:: WHAT YOU WILL DO ::
Copy the passage on ITC's healthcare plans from "ITC, India's largest" to "quarter (Q3) results.", substituting "Calcutta-based" for "Kolkata-based".

QUOTED PASSAGE below:

ITC, India's largest cigarette maker, plans to enter healthcare business in the country and has sought shareholder approval for the same. Healthcare is a lucrative business in India, which has the second-highest number of tobacco smokers in the world, at about 275 million people.
Read: Even passive smoking is life threatening, says study
The Kolkata-based company, which also has presence in other businesses such as hotels, paperboards, lifestyle and fast-moving consumer goods, informed the BSE about the decision in a regulatory filing on Friday, the day it announced its December quarter (Q3) results.
"Recommended for the approval of members, enlargement of the Objects Clause of the Memorandum of Association of the company to include 'healthcare', such approval to be taken by means of postal ballot and e-voting," ITC informed the BSE of its board's decision.
Cigarette sales accounted for more than half of ITC's total income in Q3, which rose to Rs 8,287 crore in Q3 from Rs 8,106 crore in the year-ago period.

End of QUOTED PASSAGE.
LISTED ENTRIES below:

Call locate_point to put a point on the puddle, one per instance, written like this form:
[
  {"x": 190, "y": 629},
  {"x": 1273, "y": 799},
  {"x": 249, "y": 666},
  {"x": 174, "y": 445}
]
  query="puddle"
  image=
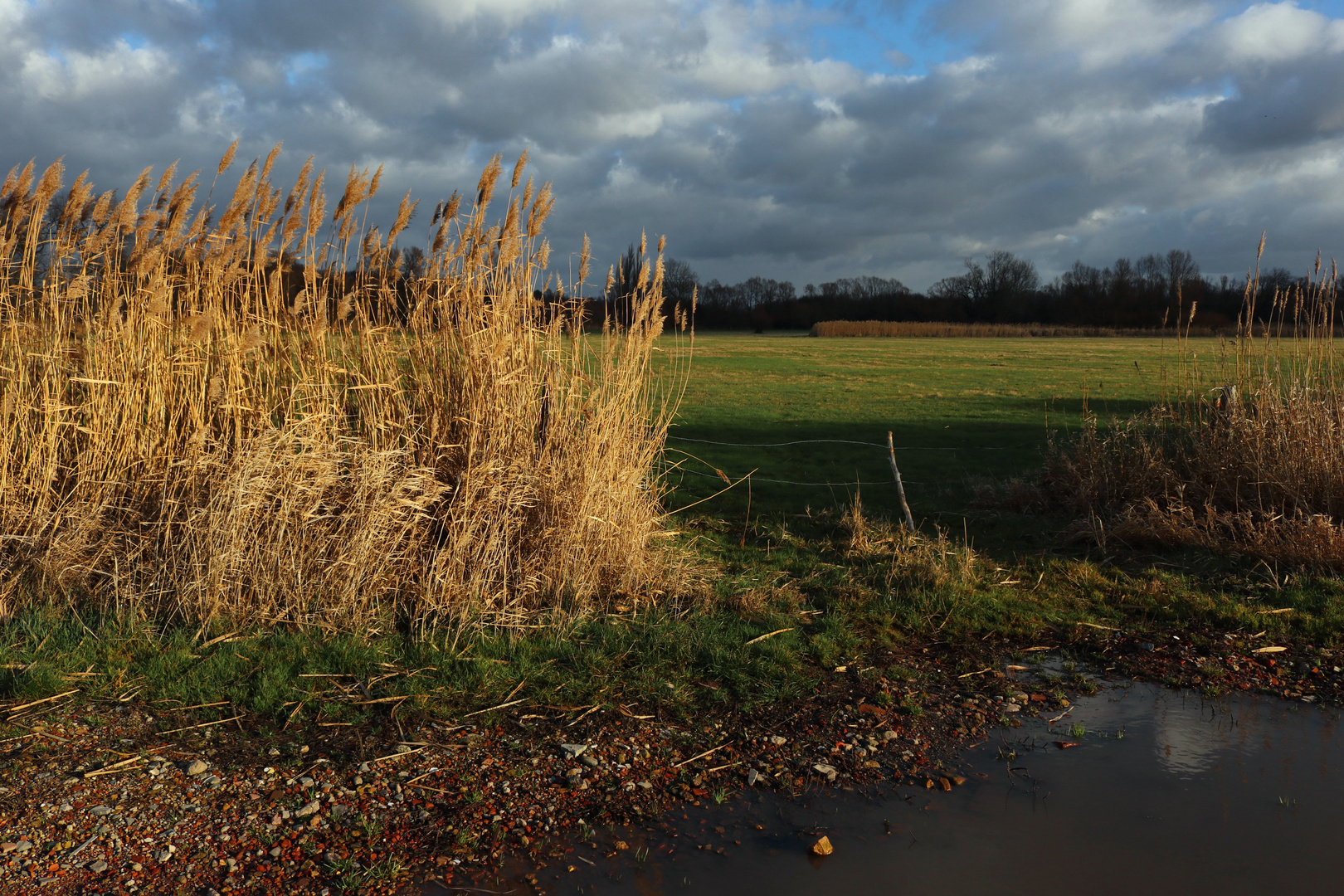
[{"x": 1233, "y": 796}]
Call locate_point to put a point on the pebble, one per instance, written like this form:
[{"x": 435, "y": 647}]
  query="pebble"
[{"x": 309, "y": 809}]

End of LISTED ENTRIES.

:: SOLVED EXERCISE ::
ITC, India's largest cigarette maker, plans to enter healthcare business in the country and has sought shareholder approval for the same. Healthcare is a lucrative business in India, which has the second-highest number of tobacco smokers in the world, at about 275 million people.
Read: Even passive smoking is life threatening, says study
The Calcutta-based company, which also has presence in other businesses such as hotels, paperboards, lifestyle and fast-moving consumer goods, informed the BSE about the decision in a regulatory filing on Friday, the day it announced its December quarter (Q3) results.